Task description:
Every line below between the line holding "Highlight green tree." and the line holding "Highlight person near tarp.", inclusive, should be repeated exactly, and all other lines omitted.

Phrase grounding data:
· · ·

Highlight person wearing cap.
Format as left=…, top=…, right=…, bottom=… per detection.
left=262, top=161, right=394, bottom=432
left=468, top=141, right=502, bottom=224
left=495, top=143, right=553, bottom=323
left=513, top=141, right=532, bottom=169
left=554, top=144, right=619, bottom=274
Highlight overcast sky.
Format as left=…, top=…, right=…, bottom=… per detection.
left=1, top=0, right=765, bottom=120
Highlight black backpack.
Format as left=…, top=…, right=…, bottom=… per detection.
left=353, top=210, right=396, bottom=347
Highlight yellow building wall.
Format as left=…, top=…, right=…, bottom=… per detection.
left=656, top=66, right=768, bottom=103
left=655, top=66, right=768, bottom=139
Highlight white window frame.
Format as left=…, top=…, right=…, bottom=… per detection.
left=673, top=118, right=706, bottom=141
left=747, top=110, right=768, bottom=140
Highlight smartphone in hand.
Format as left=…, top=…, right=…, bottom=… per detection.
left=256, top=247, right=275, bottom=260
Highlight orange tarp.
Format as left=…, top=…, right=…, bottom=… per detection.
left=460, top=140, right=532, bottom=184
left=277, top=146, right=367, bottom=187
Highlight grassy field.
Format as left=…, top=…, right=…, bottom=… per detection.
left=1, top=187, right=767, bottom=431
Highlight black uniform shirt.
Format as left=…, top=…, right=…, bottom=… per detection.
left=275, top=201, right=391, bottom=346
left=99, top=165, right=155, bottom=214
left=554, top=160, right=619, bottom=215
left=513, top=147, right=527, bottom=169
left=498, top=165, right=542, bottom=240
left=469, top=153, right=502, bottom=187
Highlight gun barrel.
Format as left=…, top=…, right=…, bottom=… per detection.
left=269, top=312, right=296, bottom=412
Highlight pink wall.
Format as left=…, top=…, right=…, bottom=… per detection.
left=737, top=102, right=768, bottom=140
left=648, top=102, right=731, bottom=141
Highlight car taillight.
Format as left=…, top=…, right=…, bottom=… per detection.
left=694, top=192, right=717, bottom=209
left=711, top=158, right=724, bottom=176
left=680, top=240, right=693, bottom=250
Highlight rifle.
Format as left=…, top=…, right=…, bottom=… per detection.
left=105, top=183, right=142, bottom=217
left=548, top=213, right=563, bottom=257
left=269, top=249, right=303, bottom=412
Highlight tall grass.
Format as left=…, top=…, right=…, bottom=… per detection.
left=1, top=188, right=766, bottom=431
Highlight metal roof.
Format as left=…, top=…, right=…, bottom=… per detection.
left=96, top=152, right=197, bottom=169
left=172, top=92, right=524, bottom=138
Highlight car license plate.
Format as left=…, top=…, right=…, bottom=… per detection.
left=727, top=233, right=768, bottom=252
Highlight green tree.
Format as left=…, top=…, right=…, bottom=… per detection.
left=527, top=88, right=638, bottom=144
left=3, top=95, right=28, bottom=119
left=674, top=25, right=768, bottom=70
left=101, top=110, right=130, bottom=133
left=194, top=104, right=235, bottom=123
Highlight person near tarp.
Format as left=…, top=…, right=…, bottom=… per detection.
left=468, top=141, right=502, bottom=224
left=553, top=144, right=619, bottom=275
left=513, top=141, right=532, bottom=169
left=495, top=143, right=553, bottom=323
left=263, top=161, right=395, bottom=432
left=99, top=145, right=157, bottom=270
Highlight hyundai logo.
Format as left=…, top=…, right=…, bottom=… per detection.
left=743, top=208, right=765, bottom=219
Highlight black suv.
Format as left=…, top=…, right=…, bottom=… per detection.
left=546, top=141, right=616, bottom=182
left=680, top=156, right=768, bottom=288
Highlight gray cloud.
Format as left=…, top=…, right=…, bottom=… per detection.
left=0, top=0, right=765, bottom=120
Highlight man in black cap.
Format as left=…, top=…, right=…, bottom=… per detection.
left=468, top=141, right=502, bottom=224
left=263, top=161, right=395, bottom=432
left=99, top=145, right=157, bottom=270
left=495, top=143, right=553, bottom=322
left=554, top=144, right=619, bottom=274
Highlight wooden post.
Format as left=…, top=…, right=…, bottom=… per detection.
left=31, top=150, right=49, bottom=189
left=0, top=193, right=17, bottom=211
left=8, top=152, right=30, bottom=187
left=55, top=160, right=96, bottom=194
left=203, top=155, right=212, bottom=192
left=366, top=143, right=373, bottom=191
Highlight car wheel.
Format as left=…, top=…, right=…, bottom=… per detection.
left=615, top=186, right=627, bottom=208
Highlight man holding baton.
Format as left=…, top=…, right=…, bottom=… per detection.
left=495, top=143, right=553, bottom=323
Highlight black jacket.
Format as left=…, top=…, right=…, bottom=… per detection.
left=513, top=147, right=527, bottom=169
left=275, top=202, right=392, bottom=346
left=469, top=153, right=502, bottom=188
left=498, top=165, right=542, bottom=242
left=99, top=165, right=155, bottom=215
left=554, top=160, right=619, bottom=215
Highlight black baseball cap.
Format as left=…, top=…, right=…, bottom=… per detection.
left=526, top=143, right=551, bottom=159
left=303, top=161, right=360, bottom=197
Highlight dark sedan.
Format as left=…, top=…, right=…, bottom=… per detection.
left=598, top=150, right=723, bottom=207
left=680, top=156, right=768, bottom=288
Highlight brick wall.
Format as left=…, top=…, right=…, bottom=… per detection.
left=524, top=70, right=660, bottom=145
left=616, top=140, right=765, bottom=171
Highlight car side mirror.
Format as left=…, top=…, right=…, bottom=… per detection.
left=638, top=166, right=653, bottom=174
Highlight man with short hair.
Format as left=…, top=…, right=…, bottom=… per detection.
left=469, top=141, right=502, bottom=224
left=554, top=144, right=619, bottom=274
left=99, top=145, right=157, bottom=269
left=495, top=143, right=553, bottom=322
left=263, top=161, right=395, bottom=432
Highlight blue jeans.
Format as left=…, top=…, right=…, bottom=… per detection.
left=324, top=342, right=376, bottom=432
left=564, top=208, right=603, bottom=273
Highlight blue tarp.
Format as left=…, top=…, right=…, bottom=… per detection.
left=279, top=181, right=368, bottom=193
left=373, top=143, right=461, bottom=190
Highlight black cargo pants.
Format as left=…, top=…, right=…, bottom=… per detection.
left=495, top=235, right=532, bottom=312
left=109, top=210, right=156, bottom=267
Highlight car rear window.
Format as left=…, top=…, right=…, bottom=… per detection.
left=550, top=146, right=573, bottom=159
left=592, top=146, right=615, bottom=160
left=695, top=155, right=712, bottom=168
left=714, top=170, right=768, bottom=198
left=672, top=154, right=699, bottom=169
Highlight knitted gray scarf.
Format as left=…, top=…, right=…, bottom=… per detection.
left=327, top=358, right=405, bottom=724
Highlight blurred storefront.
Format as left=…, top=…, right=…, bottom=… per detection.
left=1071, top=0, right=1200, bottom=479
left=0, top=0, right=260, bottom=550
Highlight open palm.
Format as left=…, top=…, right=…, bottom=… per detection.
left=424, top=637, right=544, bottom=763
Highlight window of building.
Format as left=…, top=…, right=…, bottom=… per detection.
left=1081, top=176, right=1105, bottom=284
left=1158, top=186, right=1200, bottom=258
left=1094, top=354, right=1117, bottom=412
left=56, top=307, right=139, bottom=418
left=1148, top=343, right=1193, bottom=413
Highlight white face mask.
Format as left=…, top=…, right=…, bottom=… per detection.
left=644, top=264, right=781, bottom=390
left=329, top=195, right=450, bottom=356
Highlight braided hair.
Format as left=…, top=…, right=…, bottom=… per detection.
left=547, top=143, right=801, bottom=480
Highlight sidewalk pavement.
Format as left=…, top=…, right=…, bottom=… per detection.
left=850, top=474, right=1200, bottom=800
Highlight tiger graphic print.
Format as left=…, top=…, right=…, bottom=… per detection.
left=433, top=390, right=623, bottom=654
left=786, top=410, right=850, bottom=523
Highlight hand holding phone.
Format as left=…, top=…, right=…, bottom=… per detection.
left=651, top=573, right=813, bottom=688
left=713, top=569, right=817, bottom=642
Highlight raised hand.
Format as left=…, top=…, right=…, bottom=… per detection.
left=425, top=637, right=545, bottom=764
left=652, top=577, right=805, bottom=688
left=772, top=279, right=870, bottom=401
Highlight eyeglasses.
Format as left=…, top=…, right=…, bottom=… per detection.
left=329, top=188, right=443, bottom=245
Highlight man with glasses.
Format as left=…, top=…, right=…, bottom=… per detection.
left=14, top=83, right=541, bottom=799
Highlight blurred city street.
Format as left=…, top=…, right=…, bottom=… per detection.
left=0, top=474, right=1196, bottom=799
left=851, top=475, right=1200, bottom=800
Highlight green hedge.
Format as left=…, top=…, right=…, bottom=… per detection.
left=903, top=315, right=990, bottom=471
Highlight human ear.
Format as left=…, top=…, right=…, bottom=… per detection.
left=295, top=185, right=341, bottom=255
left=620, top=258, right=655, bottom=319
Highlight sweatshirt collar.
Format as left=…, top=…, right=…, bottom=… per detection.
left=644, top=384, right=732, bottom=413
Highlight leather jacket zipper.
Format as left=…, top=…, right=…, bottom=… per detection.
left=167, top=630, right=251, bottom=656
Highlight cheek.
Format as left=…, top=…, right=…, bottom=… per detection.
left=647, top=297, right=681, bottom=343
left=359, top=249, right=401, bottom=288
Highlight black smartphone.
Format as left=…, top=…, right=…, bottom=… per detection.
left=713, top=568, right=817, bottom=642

· · ·

Response for this exercise:
Highlight green tree.
Format as left=…, top=…, right=…, bottom=… per detection.
left=527, top=88, right=638, bottom=144
left=3, top=95, right=28, bottom=119
left=674, top=25, right=768, bottom=70
left=101, top=110, right=130, bottom=133
left=194, top=104, right=235, bottom=123
Highlight person near tarp.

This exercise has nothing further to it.